**** RECORDS SUPPLIED

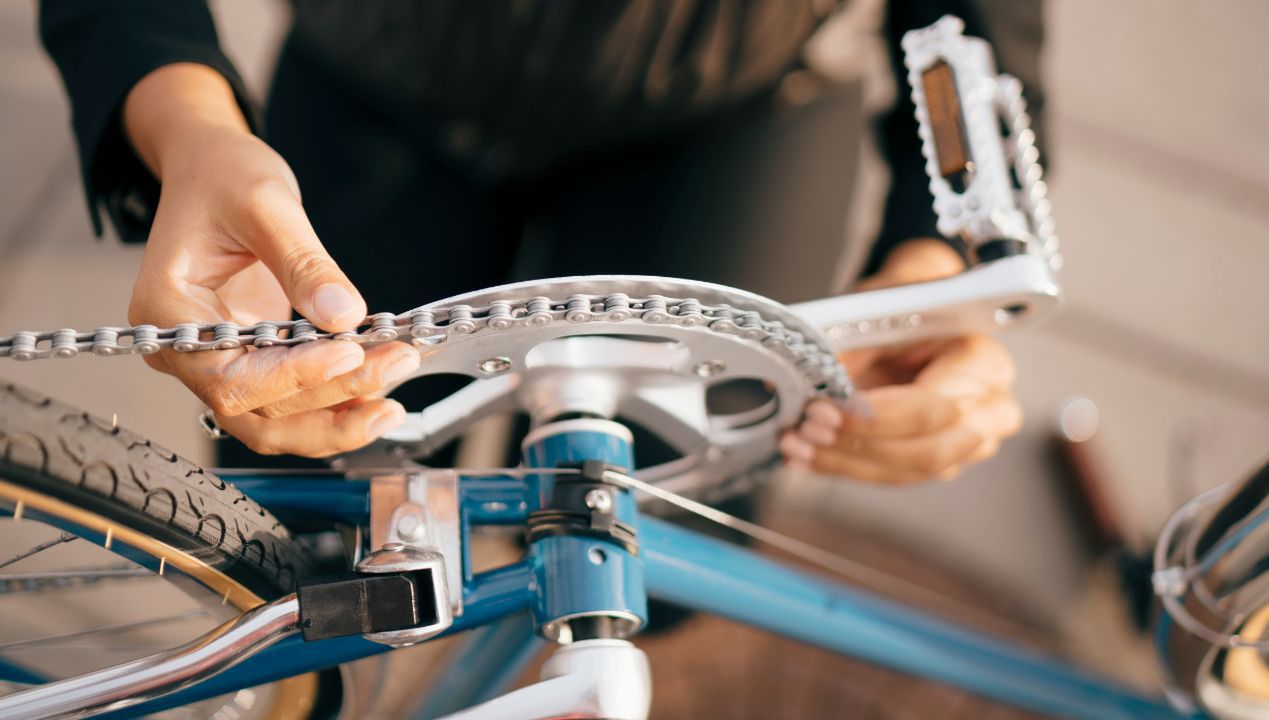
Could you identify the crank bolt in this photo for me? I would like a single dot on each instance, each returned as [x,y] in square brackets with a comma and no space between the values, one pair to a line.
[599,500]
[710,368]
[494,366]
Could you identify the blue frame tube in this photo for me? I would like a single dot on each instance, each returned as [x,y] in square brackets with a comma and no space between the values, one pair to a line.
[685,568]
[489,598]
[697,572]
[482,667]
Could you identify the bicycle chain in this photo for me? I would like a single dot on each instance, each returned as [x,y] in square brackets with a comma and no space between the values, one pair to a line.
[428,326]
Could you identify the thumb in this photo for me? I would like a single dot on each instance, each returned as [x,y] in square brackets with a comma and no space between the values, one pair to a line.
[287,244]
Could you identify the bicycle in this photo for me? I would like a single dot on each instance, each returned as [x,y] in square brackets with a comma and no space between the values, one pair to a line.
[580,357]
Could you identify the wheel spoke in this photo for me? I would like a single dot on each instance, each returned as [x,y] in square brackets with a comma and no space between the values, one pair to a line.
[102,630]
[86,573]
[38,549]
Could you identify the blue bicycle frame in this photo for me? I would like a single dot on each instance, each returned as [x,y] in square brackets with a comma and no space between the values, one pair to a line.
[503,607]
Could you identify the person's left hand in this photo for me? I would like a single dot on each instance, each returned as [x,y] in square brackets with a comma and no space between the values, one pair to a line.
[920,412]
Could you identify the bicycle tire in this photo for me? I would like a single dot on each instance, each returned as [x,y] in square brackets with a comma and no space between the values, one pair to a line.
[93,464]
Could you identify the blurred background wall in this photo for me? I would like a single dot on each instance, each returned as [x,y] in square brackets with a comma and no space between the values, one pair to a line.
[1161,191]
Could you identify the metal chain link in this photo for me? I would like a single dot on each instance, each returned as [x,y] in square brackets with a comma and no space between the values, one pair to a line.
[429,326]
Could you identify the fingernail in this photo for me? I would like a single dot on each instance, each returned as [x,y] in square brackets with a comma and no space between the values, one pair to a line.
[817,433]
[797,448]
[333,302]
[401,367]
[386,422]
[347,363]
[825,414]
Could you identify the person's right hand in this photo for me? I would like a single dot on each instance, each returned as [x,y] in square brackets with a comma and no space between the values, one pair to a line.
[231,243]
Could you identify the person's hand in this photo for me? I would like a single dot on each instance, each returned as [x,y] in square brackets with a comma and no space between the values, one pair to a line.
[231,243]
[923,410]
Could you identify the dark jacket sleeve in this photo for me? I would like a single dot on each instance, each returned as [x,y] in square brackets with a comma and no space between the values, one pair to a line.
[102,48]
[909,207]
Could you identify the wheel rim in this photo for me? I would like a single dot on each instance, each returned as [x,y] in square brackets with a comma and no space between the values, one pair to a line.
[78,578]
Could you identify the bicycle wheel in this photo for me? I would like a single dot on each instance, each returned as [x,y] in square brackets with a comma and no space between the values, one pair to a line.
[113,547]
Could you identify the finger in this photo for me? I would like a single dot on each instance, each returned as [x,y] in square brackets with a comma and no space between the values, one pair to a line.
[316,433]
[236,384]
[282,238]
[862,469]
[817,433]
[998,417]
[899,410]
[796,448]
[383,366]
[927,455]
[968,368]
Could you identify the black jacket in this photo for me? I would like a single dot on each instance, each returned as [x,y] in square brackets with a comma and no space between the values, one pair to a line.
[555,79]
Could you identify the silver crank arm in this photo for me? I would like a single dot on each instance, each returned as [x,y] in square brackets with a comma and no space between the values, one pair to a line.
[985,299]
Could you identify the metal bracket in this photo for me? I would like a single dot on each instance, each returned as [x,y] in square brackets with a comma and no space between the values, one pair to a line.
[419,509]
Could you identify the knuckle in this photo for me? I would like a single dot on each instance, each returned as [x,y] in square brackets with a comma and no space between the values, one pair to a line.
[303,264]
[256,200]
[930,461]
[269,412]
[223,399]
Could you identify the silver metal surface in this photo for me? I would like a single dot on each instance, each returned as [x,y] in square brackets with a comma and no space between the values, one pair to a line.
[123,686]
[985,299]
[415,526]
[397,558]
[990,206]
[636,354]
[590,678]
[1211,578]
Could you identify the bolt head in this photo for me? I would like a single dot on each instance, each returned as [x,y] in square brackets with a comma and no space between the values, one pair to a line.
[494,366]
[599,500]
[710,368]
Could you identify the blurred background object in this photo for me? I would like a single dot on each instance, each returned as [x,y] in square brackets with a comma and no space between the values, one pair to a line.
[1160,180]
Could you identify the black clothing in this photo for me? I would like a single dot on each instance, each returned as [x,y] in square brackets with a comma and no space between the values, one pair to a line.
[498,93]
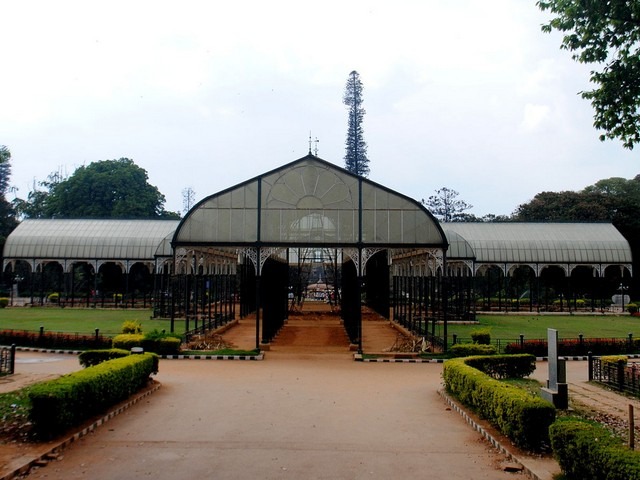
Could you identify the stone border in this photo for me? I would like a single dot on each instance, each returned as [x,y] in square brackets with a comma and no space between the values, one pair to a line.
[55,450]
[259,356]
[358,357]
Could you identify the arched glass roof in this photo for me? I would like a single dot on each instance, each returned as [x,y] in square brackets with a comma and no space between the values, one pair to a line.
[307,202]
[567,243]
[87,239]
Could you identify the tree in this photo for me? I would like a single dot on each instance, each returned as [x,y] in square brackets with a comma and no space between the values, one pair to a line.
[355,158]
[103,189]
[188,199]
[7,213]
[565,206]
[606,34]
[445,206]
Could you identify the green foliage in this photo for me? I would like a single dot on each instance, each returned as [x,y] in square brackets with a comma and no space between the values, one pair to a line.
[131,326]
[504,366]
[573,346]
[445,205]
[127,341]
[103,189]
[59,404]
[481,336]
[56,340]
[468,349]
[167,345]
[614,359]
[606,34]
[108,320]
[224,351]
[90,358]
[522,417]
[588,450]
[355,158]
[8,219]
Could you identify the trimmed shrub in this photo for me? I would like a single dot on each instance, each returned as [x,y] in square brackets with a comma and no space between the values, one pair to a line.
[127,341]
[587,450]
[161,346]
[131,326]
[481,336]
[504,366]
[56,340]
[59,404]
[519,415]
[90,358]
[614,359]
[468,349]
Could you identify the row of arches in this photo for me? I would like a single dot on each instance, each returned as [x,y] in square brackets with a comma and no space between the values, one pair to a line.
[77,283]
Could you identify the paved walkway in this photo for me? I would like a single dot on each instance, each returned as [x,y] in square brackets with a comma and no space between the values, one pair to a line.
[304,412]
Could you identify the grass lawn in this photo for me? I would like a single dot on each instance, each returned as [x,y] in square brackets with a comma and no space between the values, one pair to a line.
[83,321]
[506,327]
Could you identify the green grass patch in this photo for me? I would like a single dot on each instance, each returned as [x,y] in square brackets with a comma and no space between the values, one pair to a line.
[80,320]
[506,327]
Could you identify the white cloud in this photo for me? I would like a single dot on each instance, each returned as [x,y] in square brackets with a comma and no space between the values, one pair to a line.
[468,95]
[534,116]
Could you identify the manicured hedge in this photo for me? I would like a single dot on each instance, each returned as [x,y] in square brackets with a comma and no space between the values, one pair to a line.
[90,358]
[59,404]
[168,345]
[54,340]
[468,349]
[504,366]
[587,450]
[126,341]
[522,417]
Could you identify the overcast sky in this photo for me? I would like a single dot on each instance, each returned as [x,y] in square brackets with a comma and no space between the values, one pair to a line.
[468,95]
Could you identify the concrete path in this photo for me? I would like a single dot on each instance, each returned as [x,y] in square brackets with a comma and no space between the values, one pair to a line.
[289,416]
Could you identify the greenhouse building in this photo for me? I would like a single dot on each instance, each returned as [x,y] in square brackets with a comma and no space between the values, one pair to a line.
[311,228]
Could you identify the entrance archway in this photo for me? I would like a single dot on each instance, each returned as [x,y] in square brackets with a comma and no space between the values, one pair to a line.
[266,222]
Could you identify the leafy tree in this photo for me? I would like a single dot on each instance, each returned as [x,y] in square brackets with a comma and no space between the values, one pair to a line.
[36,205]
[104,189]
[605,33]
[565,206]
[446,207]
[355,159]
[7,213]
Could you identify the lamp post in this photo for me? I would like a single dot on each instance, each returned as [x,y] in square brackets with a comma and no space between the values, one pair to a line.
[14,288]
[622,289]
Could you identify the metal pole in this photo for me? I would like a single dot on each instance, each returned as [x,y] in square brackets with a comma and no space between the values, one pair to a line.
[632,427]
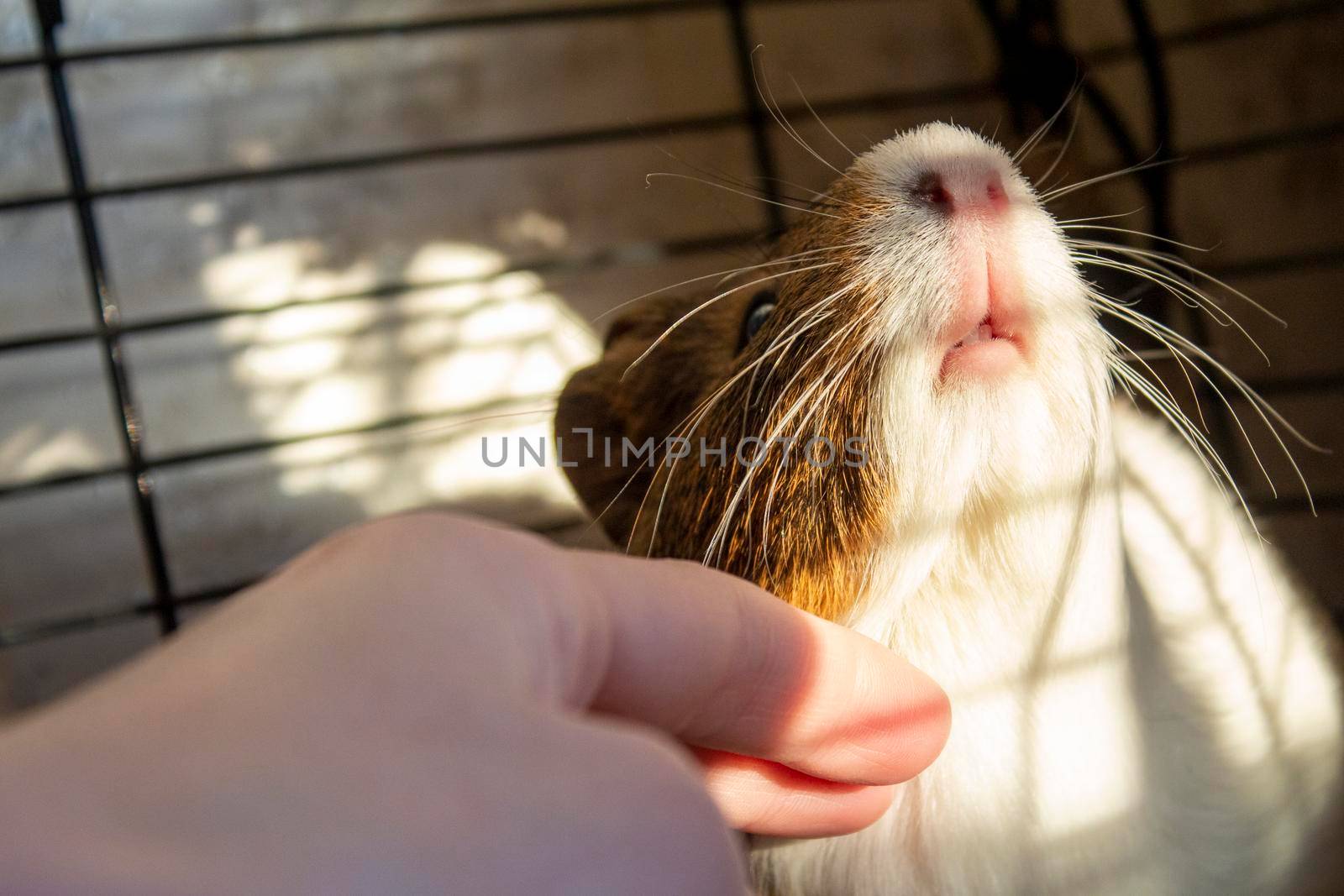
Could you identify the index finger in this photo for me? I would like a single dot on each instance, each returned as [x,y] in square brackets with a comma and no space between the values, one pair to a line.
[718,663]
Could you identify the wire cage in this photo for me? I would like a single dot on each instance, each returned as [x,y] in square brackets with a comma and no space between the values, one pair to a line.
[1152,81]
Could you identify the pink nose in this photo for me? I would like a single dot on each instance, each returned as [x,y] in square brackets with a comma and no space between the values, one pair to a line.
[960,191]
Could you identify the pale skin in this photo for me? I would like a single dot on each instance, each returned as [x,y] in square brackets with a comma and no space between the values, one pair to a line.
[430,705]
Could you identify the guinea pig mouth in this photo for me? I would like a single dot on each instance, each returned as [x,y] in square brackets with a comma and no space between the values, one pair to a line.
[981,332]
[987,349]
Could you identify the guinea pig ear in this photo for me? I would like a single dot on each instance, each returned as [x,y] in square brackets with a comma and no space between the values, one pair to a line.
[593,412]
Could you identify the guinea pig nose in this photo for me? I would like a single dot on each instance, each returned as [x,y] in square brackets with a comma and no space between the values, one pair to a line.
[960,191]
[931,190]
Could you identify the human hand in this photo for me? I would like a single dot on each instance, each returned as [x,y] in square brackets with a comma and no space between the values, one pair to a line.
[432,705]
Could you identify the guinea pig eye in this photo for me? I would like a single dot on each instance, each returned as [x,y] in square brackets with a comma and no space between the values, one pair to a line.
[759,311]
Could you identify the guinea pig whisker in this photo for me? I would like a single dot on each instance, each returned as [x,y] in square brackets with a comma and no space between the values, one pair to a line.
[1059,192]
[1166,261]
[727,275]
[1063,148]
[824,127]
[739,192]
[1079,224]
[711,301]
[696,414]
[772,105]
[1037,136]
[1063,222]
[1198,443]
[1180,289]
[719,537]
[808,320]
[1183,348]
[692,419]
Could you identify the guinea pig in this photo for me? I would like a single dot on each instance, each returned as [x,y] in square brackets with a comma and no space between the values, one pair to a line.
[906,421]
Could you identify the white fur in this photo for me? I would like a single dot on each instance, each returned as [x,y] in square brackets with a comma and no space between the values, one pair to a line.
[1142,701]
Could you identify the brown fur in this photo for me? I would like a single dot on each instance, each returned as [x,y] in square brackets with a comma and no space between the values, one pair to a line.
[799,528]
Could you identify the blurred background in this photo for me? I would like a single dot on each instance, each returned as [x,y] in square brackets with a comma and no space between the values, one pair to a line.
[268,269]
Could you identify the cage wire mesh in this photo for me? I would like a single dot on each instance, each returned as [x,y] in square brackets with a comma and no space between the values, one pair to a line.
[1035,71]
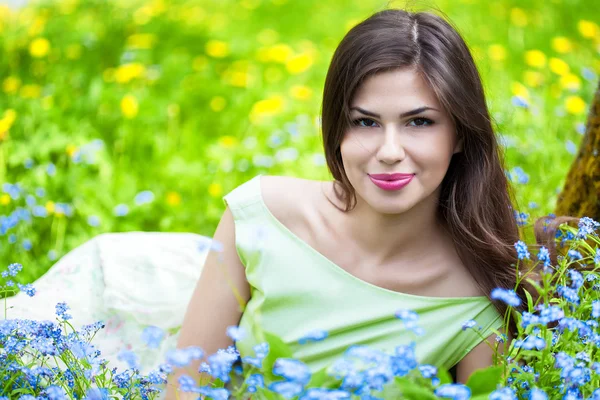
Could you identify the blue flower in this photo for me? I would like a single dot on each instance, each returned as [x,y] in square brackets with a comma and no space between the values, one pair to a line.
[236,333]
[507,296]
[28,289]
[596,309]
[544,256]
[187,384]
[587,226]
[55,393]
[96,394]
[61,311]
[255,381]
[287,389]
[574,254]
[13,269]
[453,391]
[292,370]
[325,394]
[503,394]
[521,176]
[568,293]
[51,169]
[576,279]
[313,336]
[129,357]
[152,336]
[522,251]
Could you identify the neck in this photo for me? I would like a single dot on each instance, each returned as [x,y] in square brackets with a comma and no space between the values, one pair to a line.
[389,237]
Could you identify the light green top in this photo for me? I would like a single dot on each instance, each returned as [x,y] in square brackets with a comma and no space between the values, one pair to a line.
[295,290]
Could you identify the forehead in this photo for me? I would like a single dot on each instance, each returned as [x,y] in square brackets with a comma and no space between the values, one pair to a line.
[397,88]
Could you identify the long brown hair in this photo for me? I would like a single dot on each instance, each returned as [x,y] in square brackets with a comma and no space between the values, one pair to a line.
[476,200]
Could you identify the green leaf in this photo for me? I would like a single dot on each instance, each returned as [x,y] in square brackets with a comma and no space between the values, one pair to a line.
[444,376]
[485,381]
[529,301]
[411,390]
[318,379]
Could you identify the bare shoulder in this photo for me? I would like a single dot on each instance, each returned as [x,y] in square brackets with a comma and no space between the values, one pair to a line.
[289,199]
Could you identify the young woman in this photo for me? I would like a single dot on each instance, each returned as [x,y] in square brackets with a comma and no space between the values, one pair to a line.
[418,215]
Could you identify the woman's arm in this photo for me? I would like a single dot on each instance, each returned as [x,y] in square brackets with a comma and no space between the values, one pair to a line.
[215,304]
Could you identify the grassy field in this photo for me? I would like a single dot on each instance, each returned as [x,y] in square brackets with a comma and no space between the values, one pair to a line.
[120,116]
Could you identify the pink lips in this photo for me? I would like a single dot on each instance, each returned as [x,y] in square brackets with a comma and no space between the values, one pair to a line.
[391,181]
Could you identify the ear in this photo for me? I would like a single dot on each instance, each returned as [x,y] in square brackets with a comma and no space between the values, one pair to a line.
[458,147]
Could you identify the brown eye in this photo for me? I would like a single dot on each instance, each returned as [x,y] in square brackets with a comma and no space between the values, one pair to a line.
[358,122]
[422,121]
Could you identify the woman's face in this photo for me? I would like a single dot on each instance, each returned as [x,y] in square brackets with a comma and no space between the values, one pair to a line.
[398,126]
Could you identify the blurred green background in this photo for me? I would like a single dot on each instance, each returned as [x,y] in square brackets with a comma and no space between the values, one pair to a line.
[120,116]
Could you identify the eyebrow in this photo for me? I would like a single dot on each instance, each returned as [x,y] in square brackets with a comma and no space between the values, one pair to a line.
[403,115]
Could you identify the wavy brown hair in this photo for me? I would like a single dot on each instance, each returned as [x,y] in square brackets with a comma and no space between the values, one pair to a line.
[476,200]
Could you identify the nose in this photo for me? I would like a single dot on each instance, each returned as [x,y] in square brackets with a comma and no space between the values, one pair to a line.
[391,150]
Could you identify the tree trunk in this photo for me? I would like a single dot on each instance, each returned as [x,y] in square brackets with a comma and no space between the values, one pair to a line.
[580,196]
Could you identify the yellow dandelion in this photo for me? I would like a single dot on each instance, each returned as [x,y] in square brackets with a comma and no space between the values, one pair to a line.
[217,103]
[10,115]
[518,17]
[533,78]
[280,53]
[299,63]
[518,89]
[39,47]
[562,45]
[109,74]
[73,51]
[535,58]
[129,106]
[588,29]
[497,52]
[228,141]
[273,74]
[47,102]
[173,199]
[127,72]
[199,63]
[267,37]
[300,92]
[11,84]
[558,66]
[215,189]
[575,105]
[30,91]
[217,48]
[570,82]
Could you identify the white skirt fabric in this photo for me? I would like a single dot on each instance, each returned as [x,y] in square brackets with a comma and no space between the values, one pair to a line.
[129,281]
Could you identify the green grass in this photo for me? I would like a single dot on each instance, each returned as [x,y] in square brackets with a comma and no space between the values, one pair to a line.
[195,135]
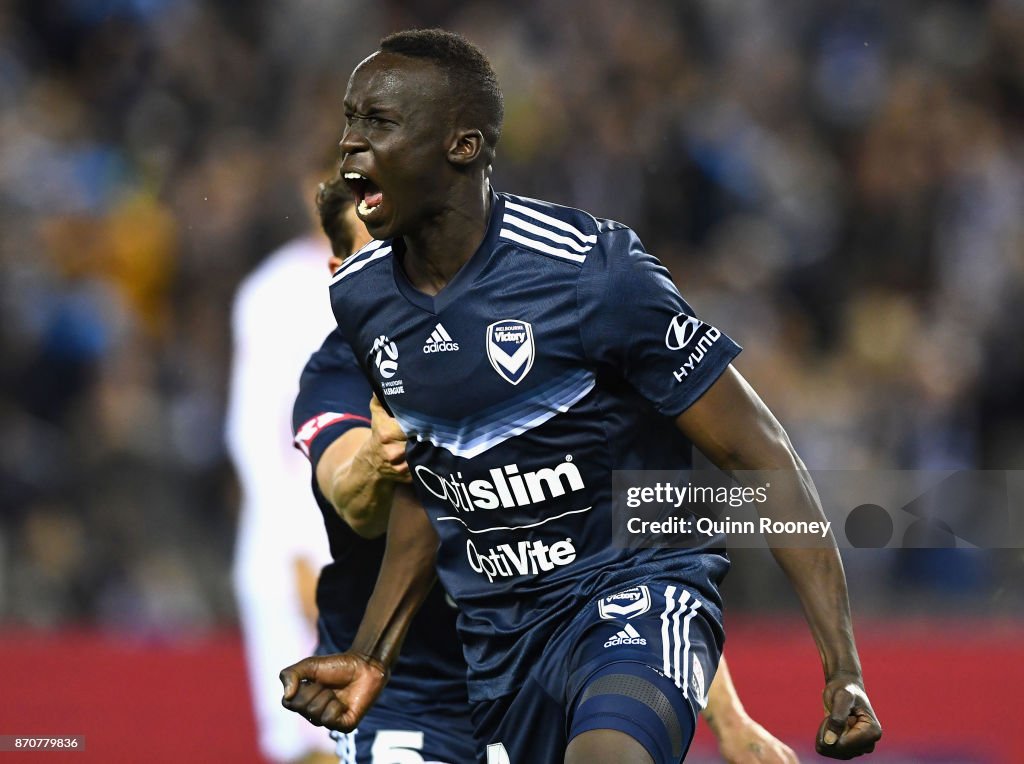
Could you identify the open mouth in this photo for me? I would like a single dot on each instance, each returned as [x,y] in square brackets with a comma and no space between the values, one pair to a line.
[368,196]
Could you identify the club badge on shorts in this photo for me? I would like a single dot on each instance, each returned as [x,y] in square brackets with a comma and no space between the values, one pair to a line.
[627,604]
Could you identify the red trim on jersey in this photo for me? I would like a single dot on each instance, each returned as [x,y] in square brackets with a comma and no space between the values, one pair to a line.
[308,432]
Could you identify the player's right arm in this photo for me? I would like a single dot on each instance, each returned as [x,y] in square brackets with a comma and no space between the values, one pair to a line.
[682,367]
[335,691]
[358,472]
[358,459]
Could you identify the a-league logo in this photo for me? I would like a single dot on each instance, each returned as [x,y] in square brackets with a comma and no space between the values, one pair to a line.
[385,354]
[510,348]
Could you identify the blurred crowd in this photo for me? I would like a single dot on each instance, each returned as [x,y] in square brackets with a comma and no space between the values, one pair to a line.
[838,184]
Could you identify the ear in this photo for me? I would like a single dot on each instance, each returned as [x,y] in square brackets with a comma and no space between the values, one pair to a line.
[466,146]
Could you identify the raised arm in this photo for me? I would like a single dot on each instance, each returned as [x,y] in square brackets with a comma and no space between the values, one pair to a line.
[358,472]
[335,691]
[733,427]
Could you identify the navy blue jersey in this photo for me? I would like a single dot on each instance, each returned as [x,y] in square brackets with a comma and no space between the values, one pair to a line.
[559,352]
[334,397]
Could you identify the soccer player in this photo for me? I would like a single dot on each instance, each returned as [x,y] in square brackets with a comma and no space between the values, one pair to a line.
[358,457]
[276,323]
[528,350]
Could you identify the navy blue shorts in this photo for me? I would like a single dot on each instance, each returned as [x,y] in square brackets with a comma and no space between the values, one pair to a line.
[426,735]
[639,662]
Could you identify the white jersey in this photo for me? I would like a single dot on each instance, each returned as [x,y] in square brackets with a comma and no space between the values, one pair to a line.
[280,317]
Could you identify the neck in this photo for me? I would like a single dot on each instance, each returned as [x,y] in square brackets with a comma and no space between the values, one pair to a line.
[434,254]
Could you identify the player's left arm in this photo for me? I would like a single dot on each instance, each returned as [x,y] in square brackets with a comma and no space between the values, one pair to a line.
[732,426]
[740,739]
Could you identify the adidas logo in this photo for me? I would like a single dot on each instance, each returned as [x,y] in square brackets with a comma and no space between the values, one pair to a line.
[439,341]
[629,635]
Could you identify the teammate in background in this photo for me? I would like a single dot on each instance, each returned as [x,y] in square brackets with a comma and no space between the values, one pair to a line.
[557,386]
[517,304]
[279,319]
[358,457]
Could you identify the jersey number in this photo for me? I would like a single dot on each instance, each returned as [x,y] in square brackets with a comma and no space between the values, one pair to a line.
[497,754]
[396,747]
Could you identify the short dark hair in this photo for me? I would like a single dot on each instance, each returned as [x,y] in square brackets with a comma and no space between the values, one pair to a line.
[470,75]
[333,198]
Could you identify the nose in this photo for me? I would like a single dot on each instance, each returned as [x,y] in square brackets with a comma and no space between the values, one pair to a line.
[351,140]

********

EXERCISE BRIEF: Repeat only the stretch of lines that opens with the line containing "Could you identify the adidas" and closes with the final line of the entries, both included, exactly as written.

TASK RESPONSE:
Could you identify the adidas logo in this photo for me? I would like a single dot on each instance, each returned as [x,y] in square brackets with a comma and no space between the values, one pair to a line.
[439,341]
[629,635]
Could you identify the teammate in background in this photo for me? I would like a single dot on each instance, each returned as [x,y] in square brackets with a comma and no space between the values, one pair to a line.
[557,386]
[517,304]
[279,319]
[358,457]
Could you identify the jersey number in this photo for me? I would like a single dot on each instance, each returned as [x,y] in square brackets with a comma and no space between the values, one pair to a line.
[497,754]
[396,747]
Could you identify the short dark hair in this photo for me? I would like a single dot on each instance, each returned as [x,y] in square brackets with a comma and no space between the values, one pair to a line.
[470,75]
[333,198]
Could you identify the nose in this photo for me? I would like a single dot on each instance, each returned as [x,y] in square brackets with a comma and no space between the values, one pair to a line.
[351,140]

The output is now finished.